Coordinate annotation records
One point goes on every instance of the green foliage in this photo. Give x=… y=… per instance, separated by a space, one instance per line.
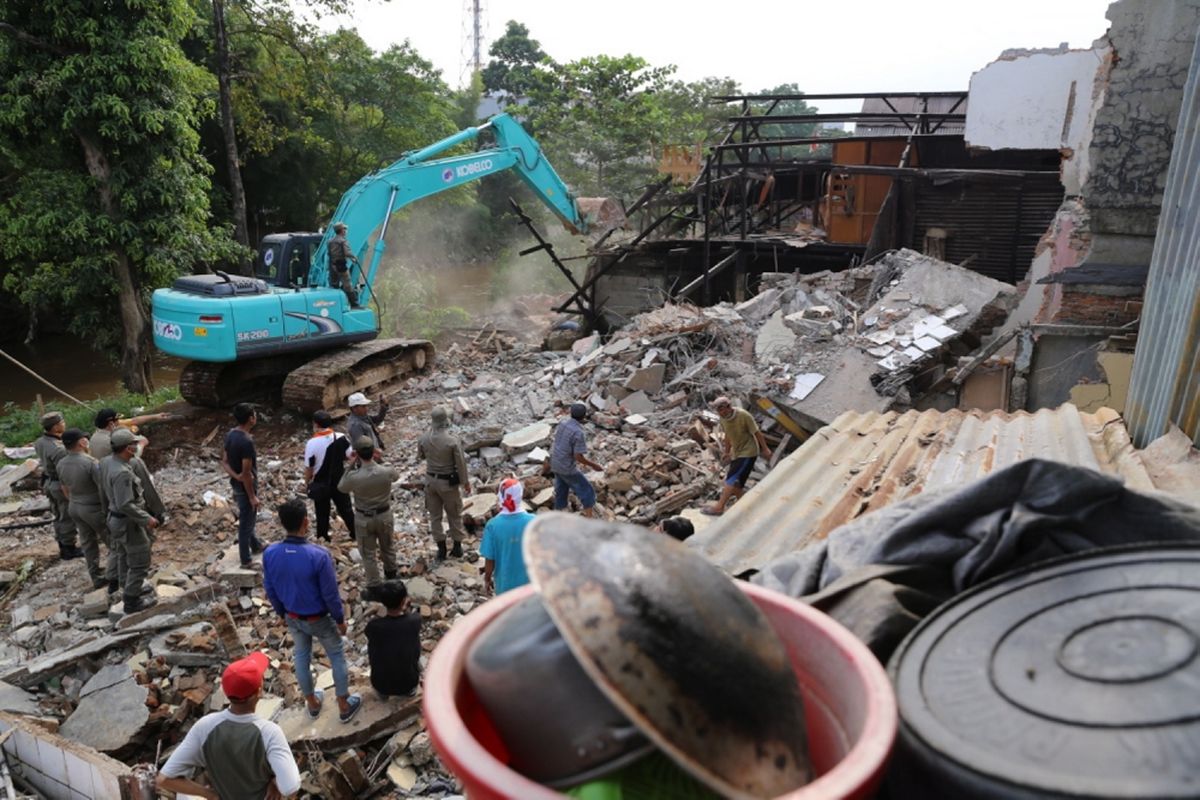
x=21 y=425
x=100 y=163
x=514 y=68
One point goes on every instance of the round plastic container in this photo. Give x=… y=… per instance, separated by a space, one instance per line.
x=849 y=704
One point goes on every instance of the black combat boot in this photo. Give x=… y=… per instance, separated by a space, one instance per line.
x=70 y=552
x=135 y=603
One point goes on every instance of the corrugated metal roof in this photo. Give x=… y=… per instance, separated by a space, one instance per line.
x=1165 y=383
x=863 y=462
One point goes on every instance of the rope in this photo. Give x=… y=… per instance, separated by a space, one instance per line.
x=45 y=380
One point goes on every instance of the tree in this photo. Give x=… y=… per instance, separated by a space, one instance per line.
x=105 y=193
x=516 y=64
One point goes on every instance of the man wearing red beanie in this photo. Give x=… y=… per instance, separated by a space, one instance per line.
x=245 y=757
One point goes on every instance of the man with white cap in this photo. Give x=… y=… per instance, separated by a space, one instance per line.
x=504 y=563
x=49 y=452
x=361 y=422
x=445 y=474
x=244 y=755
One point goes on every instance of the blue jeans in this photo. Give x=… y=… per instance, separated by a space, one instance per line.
x=247 y=542
x=325 y=631
x=575 y=482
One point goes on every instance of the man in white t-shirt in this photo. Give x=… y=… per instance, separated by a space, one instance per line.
x=324 y=462
x=245 y=757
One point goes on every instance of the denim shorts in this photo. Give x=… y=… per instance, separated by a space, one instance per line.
x=575 y=482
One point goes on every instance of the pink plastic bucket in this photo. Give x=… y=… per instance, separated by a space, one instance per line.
x=850 y=708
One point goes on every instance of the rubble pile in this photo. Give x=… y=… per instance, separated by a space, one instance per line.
x=810 y=344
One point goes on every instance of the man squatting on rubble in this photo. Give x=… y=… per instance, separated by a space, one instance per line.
x=340 y=270
x=565 y=456
x=445 y=473
x=371 y=486
x=361 y=422
x=135 y=510
x=240 y=463
x=246 y=757
x=79 y=474
x=324 y=463
x=49 y=452
x=743 y=443
x=301 y=584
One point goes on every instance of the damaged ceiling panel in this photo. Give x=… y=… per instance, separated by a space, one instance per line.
x=863 y=462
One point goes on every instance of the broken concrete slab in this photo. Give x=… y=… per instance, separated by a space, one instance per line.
x=377 y=717
x=637 y=403
x=112 y=714
x=648 y=379
x=526 y=438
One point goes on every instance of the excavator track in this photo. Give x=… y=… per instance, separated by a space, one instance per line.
x=327 y=380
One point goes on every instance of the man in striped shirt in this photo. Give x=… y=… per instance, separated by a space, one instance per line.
x=245 y=757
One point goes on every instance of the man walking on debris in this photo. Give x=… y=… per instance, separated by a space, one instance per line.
x=324 y=463
x=49 y=452
x=244 y=756
x=568 y=452
x=371 y=486
x=241 y=464
x=445 y=471
x=301 y=584
x=79 y=474
x=130 y=521
x=504 y=560
x=361 y=423
x=743 y=443
x=339 y=264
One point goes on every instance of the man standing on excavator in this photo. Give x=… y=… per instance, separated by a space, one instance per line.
x=340 y=257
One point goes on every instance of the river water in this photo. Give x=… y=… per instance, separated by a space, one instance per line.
x=69 y=362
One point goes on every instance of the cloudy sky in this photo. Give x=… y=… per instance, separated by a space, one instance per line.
x=825 y=47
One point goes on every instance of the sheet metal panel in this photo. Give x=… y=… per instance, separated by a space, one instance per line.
x=863 y=462
x=1165 y=384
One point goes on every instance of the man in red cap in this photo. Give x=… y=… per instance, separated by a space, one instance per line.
x=245 y=757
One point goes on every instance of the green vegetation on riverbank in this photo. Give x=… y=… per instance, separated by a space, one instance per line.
x=21 y=425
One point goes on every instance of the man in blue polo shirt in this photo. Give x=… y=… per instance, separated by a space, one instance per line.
x=301 y=584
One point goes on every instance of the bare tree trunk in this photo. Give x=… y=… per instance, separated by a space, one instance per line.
x=233 y=161
x=136 y=353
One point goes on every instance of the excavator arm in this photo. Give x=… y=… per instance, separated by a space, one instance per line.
x=367 y=206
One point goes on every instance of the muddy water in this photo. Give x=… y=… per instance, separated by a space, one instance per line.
x=72 y=365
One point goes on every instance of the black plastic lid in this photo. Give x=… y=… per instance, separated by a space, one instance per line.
x=1074 y=678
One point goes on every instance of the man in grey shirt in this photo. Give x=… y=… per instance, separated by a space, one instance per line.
x=568 y=452
x=245 y=757
x=79 y=474
x=445 y=474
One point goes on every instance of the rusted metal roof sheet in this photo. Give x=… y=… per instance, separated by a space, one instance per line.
x=863 y=462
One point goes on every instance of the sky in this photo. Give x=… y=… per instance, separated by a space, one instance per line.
x=844 y=46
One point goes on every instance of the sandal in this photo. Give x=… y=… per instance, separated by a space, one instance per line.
x=321 y=697
x=355 y=703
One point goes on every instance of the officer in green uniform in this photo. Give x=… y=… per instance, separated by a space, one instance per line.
x=79 y=474
x=445 y=476
x=370 y=483
x=340 y=258
x=49 y=452
x=130 y=522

* _SHORT TASK_
Return all of the items above verbatim, leaving out the pictures.

* _THE SOLUTION_
One point goes on every instance of the green foliage in this photo. Give x=… y=… per instance, separated by a space, one instance per line.
x=21 y=425
x=100 y=163
x=514 y=68
One point goes on every instance of the round plastic container in this photo. Give x=… y=… per instance, separated by a space, one instance per line.
x=849 y=704
One point goes on every instance of the black combat boot in this photo. Give x=… y=… per instance, separated by a space, one instance per line.
x=70 y=552
x=135 y=603
One point goes on every instance of the corrugated metal roof in this photo. Give x=… y=… per instance, separated by a space, one instance per line.
x=1165 y=383
x=863 y=462
One point goes on every instance of the rope in this photo. Give x=… y=… per instance, separated by a space, one instance per line.
x=45 y=380
One point goes on every instance of the tree in this photo. Give x=… y=… per instance, separated by a space, one instance per line.
x=105 y=193
x=516 y=64
One point goes on every instance of the man wearing red beanie in this photo. Give x=… y=… per instance, separated by a space, one instance per line.
x=245 y=757
One point goes on every instance of the man with white cap in this photo. Give x=… y=… per instance, separated by a space, one instance per line.
x=504 y=563
x=49 y=452
x=361 y=422
x=445 y=474
x=244 y=755
One point goes on every instance of the blue jeans in this photo. Give x=… y=… per instance, separated by a space, one instance per line.
x=247 y=542
x=325 y=631
x=575 y=482
One point goes on every instance of the man in white t-shirt in this photo. Give x=… y=… per instance, separated by a space, one instance per line.
x=324 y=462
x=245 y=757
One point goes on every instance of the denim shorts in this photo. Give x=… y=… per instance, separated by a space, one instance per line.
x=575 y=482
One point goes on every instance of the pink plastic bucket in this photo. Give x=… y=… per instance, separated by a space, one instance per line.
x=850 y=708
One point goes on every instance of the rubble pile in this photo. Give x=… y=… per instance, separated by a space, one instance per line.
x=810 y=344
One point goes on every instance of the man squatting on rubble in this photo. Give x=… y=… per instance, separated by a space, one instance per line.
x=340 y=270
x=565 y=456
x=445 y=473
x=371 y=486
x=361 y=422
x=135 y=510
x=240 y=463
x=246 y=757
x=79 y=474
x=324 y=463
x=49 y=452
x=743 y=443
x=301 y=584
One point goes on every instance of the damaged ceiling panel in this photo. Give x=… y=… per instance, separated by a space, one instance per line.
x=863 y=462
One point goes on every instance of the broken concrete slab in this photo. Give x=… y=… per instance, separated by a space, one instance per line.
x=377 y=717
x=637 y=403
x=112 y=714
x=648 y=379
x=526 y=438
One point goes on every instance of the excavator track in this photo. Give x=… y=… per instance, separated by a space, one instance per line.
x=327 y=380
One point goes on every instance of the man in striped shirt in this photo. Give x=… y=… per instance, separated by a space, one instance per line.
x=245 y=757
One point goes on every instance of the man walking on debris in this photo. Give x=… y=… per instance, separated by a space, one instance per line.
x=324 y=463
x=49 y=452
x=244 y=756
x=568 y=452
x=371 y=486
x=241 y=464
x=445 y=471
x=301 y=584
x=79 y=474
x=130 y=521
x=504 y=560
x=361 y=423
x=743 y=443
x=339 y=264
One point goes on every instance of the man standing on excavator in this photo. Give x=… y=… per instance, separated by a space, one instance per line.
x=340 y=257
One point goes on every instance of the river water in this photo. Give x=… y=… per instance, separated by a space, one instance per line.
x=69 y=362
One point goes on every instance of the cloudy sky in this photo. Give x=… y=… per instance, separated by a space, one instance per line.
x=825 y=47
One point goes on every instance of the sheet metal panel in this photo. Give x=… y=… per instance, separated by a space, one instance per line.
x=863 y=462
x=1165 y=384
One point goes on every instance of the man in red cap in this photo. Give x=… y=… per instance, separated by a space, one instance per line.
x=245 y=757
One point goes on every instance of the green vegetation on riverbank in this photo. Give x=… y=… per instance, separated by a space, one instance per line.
x=21 y=425
One point goes on every instance of the man in blue polo shirt in this photo. Give x=… y=… per instance, separated by a space, one instance per line.
x=301 y=584
One point goes on every instance of the bare tree trunk in this photo. Give x=… y=… per instance, separated by a space, one instance per line.
x=233 y=161
x=136 y=353
One point goes on every instance of the excavator arm in this photo. Give x=… y=… per instance, separated by a space, one instance per line.
x=367 y=206
One point goes on every instance of the muddy water in this photo. Give x=… y=… per instance, separated by a space, one instance per line.
x=72 y=365
One point goes on every instance of the black plastic lid in this photo. Give x=… y=… per instance, separated by a space, one instance per line.
x=1074 y=678
One point goes on every instance of the man in grey shirt in this photo. Give x=… y=… per instance, separated by a space, one instance per line.
x=568 y=452
x=245 y=757
x=79 y=474
x=445 y=474
One point goes on every instance of the rusted metal roof sheet in this photo. Give x=… y=… per instance, separated by a space, one instance per line.
x=863 y=462
One point goes on every instance of the sky in this photo. Give x=… y=… per instance, separated by a space, one instance per line.
x=844 y=46
One point goes on every instance of the sandal in this photo. Give x=… y=… per instance, separated by a space, one instance per line.
x=321 y=697
x=355 y=703
One point goes on every instance of the officer in green uniform in this photo. Give x=… y=… per instance, separated by a space, one instance per line.
x=79 y=474
x=445 y=476
x=370 y=483
x=340 y=258
x=49 y=452
x=130 y=522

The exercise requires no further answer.